## What you need to do
**a.** Check each statement against the letter below to Black nerdy alternative teens. For each one, answer yes or no and quote the exact words of the letter that decide it. (i) The writer likes acting but does not want to do it as part of life. (ii) The letter promises that choosing to be yourself will be easy. (iii) The letter tells readers to study Japanese.
**b.** Duplicate a part of the letter below to Black nerdy alternative teens. Begin at the words "Now don’t get" and stop after "only one alternative.".

## Begin Quoted passage

Dear Black Nerdy Alternative Teens,

Shout how awesome you are from the rooftops. Dye your hair green, wear unicorn colored braids, play Magic along the hallways of your school, play YuGiOh in the cafeteria. Listen to J-Rock, House, Metal, K-Pop, and country. Become STEM majors, paint your nails black, study Korean, wear Lolita and Visual Kei, start anime clubs. Most importantly never be ashamed.

I was you…so I understand.

Now don’t get me wrong, I’m not saying that it will be easy. Walking down school halls wearing all black with chains, in a school full of people who don’t dress like you, is hard. Choosing to go against the tide when everyone is swimming with it, is hard, but totally worth it. At the end of the day, the one thing I loved about high school was choosing me, over anything else. I could have tried to fit in, or even succeeded at wearing a mask day in and day out. But although I like acting, I don’t like doing it as a part of my life. You may have to consistently fight to be you, and yes it may be hard, and yes, you may have to fight every day, but there is only one alternative.

## End Quoted passage
## Begin Extracted records

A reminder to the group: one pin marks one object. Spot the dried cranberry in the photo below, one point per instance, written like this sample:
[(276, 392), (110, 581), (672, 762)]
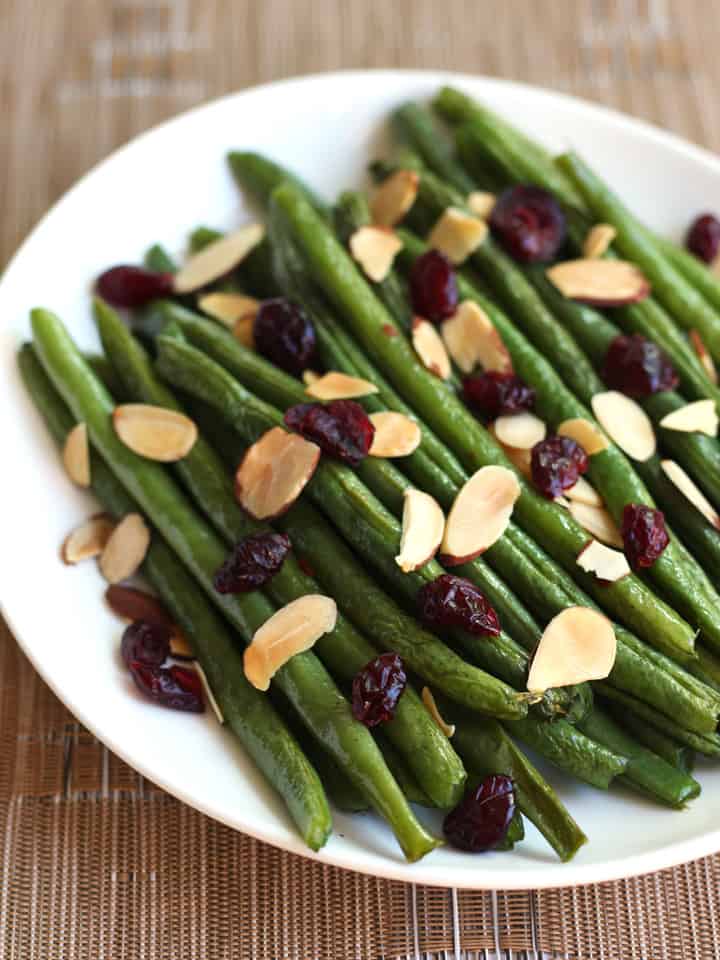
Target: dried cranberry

## End Extracted records
## Begin Extracted records

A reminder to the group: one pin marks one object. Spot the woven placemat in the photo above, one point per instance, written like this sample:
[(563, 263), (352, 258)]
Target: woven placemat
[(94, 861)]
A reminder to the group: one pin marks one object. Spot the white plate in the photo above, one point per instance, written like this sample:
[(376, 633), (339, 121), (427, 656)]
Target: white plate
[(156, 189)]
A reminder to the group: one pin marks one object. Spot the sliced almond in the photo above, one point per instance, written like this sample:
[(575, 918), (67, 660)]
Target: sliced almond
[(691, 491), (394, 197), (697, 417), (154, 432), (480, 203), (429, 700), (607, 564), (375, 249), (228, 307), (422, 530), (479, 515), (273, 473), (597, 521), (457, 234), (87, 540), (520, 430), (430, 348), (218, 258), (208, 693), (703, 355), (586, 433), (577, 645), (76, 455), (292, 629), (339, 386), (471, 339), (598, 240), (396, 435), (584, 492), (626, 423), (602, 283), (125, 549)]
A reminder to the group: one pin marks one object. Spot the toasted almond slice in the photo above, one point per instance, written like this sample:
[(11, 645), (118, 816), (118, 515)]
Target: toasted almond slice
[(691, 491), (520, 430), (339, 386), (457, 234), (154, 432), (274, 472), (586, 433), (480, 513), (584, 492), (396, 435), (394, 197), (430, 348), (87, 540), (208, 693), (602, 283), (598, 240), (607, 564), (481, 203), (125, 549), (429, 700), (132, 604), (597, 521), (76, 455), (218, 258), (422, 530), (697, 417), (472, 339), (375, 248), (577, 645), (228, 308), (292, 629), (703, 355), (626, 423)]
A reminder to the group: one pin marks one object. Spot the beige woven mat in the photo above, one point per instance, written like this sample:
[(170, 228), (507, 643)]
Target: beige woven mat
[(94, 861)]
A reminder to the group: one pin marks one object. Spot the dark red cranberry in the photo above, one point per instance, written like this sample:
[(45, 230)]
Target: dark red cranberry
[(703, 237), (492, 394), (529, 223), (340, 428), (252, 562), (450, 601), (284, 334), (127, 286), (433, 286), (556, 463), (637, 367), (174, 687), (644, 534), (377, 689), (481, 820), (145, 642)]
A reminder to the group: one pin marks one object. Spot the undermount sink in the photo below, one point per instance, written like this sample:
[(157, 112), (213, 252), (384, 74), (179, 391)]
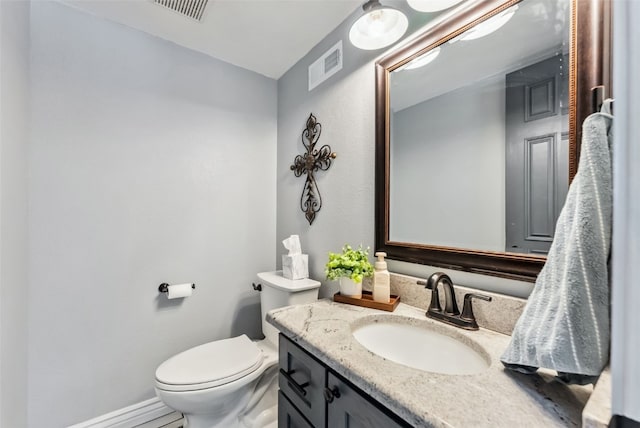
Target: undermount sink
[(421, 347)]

## End Extracted records
## Begin Extracted records

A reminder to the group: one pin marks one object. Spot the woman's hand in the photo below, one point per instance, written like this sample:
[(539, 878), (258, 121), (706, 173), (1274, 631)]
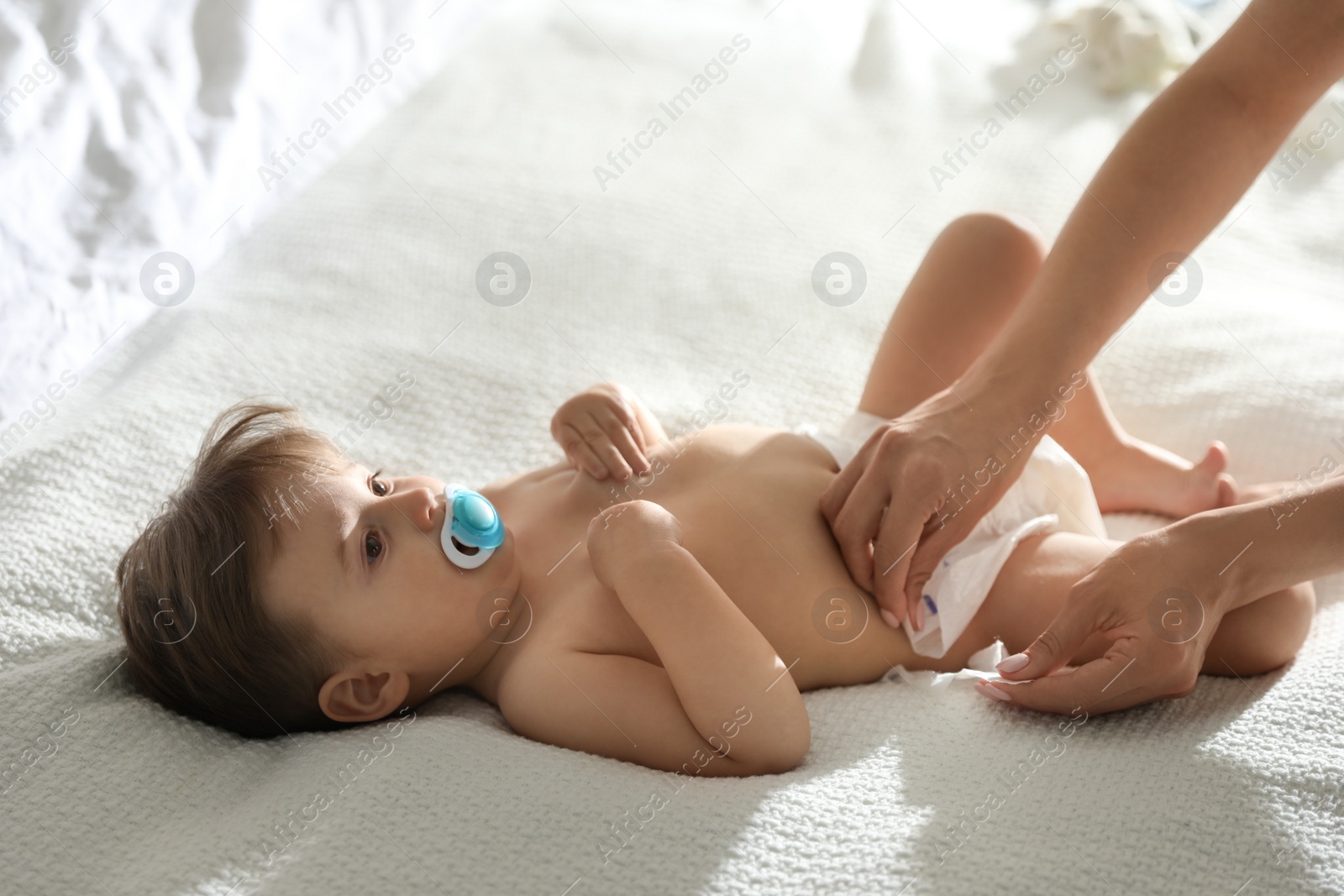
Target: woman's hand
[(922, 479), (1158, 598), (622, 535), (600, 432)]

## End Extracted records

## Results of the tasks
**a.**
(i) Yes: "although I like acting, I don’t like doing it as a part of my life"
(ii) No: "I’m not saying that it will be easy"
(iii) No: "study Korean"

**b.**
Now don’t get me wrong, I’m not saying that it will be easy. Walking down school halls wearing all black with chains, in a school full of people who don’t dress like you, is hard. Choosing to go against the tide when everyone is swimming with it, is hard, but totally worth it. At the end of the day, the one thing I loved about high school was choosing me, over anything else. I could have tried to fit in, or even succeeded at wearing a mask day in and day out. But although I like acting, I don’t like doing it as a part of my life. You may have to consistently fight to be you, and yes it may be hard, and yes, you may have to fight every day, but there is only one alternative.